> _What needs to be done_
Among the entries that follow, tally the lines with the string "sand". Give no more than the number.

*** Available data Section Begins ***

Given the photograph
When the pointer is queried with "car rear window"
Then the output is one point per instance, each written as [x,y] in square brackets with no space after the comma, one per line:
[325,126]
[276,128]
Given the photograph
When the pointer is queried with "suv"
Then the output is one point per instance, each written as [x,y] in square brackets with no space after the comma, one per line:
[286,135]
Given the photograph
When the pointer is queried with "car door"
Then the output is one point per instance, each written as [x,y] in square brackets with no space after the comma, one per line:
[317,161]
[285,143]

*** Available data Section Ends ***
*** Available data Section Begins ***

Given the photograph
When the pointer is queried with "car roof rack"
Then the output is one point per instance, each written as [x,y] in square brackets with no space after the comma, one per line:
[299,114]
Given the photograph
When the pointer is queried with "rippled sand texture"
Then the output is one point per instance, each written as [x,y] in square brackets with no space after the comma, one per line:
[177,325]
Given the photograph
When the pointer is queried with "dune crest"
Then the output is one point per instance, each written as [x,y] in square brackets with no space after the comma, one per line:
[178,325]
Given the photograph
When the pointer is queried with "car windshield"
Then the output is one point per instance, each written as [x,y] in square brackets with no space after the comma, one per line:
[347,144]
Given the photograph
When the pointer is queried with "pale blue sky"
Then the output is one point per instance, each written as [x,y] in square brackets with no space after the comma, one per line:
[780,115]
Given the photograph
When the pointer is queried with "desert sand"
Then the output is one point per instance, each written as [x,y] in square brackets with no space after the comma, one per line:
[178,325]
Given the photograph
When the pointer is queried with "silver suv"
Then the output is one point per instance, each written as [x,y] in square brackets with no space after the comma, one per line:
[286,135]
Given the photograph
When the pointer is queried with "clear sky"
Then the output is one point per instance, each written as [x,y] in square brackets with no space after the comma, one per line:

*** Available data Section Ends ***
*** Available data Section Begins ***

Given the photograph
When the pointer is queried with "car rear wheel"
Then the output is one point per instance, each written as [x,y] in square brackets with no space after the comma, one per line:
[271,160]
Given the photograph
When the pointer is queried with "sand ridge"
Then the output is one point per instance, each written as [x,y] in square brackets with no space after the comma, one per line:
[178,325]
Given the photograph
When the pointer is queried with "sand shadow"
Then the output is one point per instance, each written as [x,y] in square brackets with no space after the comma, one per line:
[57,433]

*** Available data Section Ends ***

> _Written solution_
4